# WORK ORDER
In the material below, find each line holding the string "Segment" and copy it.

# MATERIAL TO PROCESS
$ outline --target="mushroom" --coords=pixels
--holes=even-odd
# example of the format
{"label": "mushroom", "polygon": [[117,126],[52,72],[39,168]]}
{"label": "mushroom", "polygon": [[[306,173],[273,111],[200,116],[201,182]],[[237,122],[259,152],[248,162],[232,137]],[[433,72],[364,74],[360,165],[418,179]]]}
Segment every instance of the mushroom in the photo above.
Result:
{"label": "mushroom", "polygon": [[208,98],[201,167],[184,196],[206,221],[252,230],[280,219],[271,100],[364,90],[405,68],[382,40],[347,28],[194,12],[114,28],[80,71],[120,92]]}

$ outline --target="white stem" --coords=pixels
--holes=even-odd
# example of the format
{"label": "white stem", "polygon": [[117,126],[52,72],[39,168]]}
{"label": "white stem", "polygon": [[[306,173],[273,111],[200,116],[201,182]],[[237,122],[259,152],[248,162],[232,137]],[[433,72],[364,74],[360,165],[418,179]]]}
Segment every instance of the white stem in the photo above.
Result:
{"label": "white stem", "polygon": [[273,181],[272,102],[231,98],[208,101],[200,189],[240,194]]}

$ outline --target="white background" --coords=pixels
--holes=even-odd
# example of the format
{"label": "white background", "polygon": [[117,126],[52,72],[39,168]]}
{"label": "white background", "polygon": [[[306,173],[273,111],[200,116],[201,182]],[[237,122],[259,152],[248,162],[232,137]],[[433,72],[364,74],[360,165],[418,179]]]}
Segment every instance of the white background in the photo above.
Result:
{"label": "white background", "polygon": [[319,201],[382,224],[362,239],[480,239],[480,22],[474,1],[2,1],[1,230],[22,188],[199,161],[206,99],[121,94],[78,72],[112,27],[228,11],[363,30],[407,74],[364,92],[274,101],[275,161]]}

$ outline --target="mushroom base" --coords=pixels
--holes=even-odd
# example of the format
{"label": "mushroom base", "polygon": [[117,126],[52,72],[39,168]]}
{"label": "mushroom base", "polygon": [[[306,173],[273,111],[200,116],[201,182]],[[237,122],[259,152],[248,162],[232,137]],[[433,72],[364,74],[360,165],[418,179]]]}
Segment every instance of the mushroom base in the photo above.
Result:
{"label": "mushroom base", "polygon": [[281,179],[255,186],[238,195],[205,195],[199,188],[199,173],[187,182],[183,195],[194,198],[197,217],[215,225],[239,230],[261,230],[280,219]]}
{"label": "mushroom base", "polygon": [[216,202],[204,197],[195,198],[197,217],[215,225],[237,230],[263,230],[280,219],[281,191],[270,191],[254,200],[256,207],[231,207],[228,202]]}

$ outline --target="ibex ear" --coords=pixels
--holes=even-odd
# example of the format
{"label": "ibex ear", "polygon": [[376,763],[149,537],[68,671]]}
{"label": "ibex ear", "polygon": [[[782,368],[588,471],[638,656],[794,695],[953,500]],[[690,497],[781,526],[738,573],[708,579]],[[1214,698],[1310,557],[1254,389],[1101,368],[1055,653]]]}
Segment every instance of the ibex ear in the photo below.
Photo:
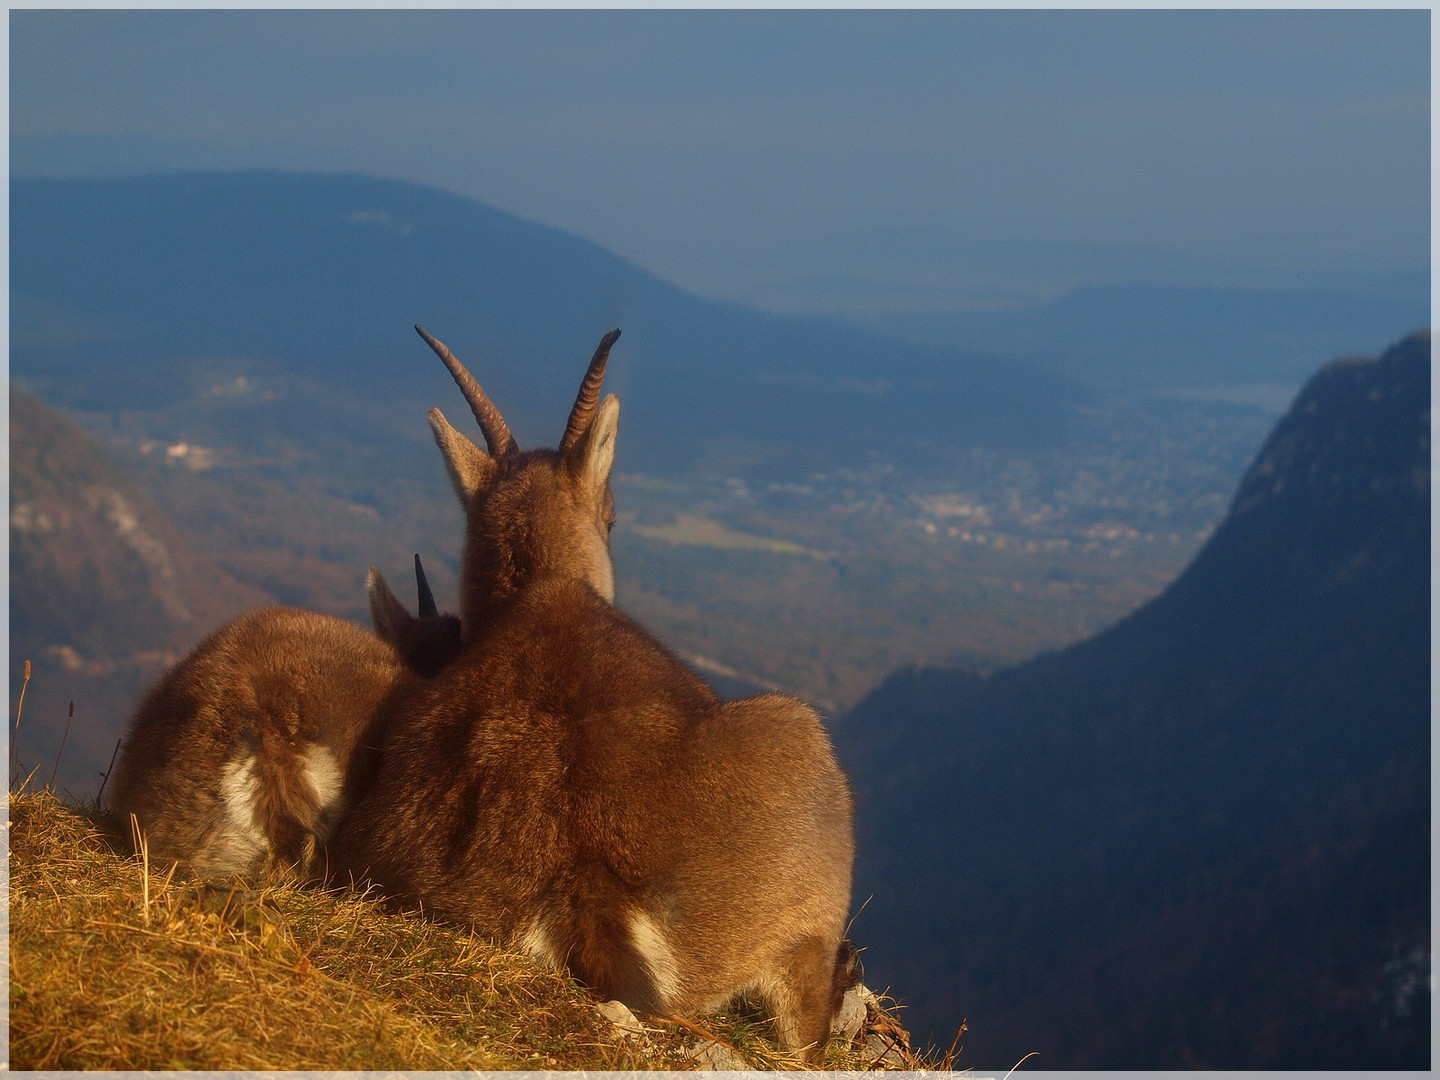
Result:
{"label": "ibex ear", "polygon": [[460,505],[468,507],[474,494],[494,478],[495,459],[451,427],[439,409],[431,409],[428,415],[450,484],[460,497]]}
{"label": "ibex ear", "polygon": [[600,403],[590,428],[565,455],[565,464],[598,497],[615,464],[615,433],[620,426],[620,399],[611,394]]}
{"label": "ibex ear", "polygon": [[414,617],[373,566],[365,575],[365,591],[370,594],[370,625],[375,628],[375,636],[391,645],[398,644],[415,621]]}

# EXERCISE OUTPUT
Segment every instance of the mushroom in the photo above.
Segment every instance of the white stem in the photo above.
Segment every instance of the white background in the photo above.
Segment every instance of the mushroom base in the photo above.
Segment every instance of the ibex ear in the photo below.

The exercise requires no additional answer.